_Task directions_
Return all of the lines below exactly as they are.

_Dataset excerpts_
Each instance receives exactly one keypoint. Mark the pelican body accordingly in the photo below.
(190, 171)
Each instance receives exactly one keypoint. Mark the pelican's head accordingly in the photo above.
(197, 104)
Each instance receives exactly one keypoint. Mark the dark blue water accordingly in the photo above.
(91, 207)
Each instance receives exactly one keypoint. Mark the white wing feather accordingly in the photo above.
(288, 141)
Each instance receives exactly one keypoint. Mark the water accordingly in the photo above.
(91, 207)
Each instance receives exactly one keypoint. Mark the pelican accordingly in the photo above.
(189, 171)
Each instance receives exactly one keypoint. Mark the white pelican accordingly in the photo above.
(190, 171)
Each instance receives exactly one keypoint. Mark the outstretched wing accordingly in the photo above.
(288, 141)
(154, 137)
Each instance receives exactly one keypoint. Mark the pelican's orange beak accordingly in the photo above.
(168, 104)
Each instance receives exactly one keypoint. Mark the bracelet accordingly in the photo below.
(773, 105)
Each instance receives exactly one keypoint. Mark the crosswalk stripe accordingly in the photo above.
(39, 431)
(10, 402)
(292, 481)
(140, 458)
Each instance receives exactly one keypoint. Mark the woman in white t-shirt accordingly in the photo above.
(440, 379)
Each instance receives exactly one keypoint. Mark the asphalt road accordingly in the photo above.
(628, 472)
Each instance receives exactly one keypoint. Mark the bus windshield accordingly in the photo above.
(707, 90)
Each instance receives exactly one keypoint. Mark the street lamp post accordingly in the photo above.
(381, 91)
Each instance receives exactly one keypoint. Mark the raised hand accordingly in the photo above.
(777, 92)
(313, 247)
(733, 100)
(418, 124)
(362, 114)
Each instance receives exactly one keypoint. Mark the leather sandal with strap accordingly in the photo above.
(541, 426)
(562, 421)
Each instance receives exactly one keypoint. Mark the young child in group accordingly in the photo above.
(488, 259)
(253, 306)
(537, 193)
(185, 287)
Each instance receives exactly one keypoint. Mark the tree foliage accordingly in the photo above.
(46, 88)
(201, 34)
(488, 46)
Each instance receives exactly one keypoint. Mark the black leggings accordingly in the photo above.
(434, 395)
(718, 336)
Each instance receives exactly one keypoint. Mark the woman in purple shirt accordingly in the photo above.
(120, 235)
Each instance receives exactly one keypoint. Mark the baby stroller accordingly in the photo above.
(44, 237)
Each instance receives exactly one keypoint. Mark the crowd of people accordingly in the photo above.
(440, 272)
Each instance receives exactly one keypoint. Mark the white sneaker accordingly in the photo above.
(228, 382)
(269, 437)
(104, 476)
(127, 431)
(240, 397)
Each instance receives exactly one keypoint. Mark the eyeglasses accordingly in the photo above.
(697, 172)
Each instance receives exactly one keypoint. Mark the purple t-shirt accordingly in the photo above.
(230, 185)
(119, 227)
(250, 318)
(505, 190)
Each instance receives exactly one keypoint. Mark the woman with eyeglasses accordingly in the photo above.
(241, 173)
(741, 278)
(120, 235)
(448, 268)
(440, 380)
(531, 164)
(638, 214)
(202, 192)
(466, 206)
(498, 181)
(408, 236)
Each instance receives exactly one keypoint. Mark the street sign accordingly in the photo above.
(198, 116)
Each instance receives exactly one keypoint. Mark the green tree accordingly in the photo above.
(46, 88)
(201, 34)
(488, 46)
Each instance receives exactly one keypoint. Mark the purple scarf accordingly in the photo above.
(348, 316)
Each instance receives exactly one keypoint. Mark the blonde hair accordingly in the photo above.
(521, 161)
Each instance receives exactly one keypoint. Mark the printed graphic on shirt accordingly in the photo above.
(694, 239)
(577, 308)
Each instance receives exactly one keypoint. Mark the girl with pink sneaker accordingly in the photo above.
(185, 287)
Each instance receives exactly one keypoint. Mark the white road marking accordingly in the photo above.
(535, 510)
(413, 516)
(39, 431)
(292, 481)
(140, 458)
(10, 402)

_Correct output_
Each instance receives exactly one keypoint. Mark the pelican body accordingly in the photo below.
(190, 171)
Each instance receives exactly one keypoint. Mark the pelican's head accordingly in the photo above.
(197, 104)
Each instance receives exactly one keypoint. Mark the dark blue water accordingly in the photo above.
(91, 207)
Each instance receives exactly one keypoint. Mark the white wing feather accordingly in the photo above.
(288, 141)
Each instance receives exactly one keypoint. Mark the water accordingly in the photo above.
(91, 207)
Each instance receives exactly one keypoint. Mark the pelican accordingly in the photo above.
(189, 171)
Each instance receives exactly one keypoint. Mark the white pelican accordingly in the photo above.
(190, 171)
Each instance receives exactly one keypoint. Mark the outstretched wing accordingly in the photo above.
(288, 141)
(154, 137)
Each instance receives exactly one keypoint. Mark the pelican's orange beak accordingly in the photo above.
(168, 104)
Each instance receives exactly one keypoint. Mark the bracelet accordingly in the photo below.
(773, 105)
Each instance receives exactly one keypoint. Mark the crosswalk stripe accordingly in the photo above.
(39, 431)
(10, 402)
(292, 481)
(140, 458)
Each instance receives exactly one keypoint. Mark the woman in white t-shirt accordingly in the photo above.
(440, 379)
Each instance receives exactly one keypoint. Mark the asphalt road accordingly in the photo above.
(628, 472)
Each instance receives exactly one keypoint. Mark the bus windshield accordingly in the photo above.
(707, 90)
Each instance receives exactly one keypoint. Mark the street lamp post accordingly in the photo above.
(381, 91)
Each instance receives exactly one keypoint. Mark the raised hand accordingly in the photo above.
(777, 92)
(313, 247)
(733, 100)
(418, 124)
(362, 114)
Each instance receives exactly one keypoint. Mark the leather sandal with strap accordingly in the photo above.
(541, 426)
(562, 421)
Each instance receives exactly one keypoint. Mark the young child in group accordingly in the photo above.
(488, 259)
(253, 306)
(537, 193)
(185, 287)
Each instance receives exactly one keypoint. Mark the tree foliage accordingly in the photo above.
(46, 88)
(201, 34)
(488, 46)
Each instance receives exactly one keypoint. Mark the black leggings accordingly in the photo above.
(434, 395)
(718, 336)
Each instance receives exactly one keypoint. Mark the woman in purple shirt accordingly in the photo above.
(120, 235)
Each instance receives exactly one keypoint. Mark the baby stroller accordingly in the photo above.
(44, 237)
Each instance receives exactly one keypoint. Mark the crowd of people accordingly in the photo above.
(440, 272)
Each instance receives exactly one keypoint. Mark the white sneaker accordingly in the photo above.
(228, 382)
(269, 437)
(104, 476)
(127, 431)
(240, 397)
Each instance receives exactly one keypoint. Mark the eyeglasses accordingly in the photo above.
(697, 172)
Each instance receives exactly one keypoint. Mark the purple t-shirt accordingly in the photo above.
(230, 185)
(119, 227)
(250, 318)
(505, 190)
Each instance receives exactly one keypoint. Mark the woman with eyeglasses accordingly in the photo above.
(241, 173)
(741, 278)
(120, 235)
(448, 268)
(440, 380)
(531, 164)
(638, 214)
(202, 192)
(466, 206)
(498, 181)
(408, 236)
Each instance receives exactly one keypoint. Mark the street sign accordingly in the photo above.
(198, 116)
Each instance receives exactly one keypoint. Mark the green tree accordingly in the photo above.
(46, 88)
(201, 34)
(488, 46)
Each instance receives exactly one keypoint. Mark the purple scarf accordingly in the photo above.
(348, 316)
Each instance receives exactly one keypoint. Mark the blonde hair accordingly in the photo above.
(521, 161)
Each instance receives exactly one keypoint. Mark the printed graphic on shirt accordingly in the photo above.
(694, 239)
(577, 308)
Each instance receives exactly one keypoint. Mark the girl with pink sneaker accordingly in the photo above.
(185, 287)
Each instance receives exactly one keypoint. Mark the white road marking accordingly in the photo above.
(535, 510)
(413, 516)
(39, 431)
(292, 481)
(140, 458)
(10, 402)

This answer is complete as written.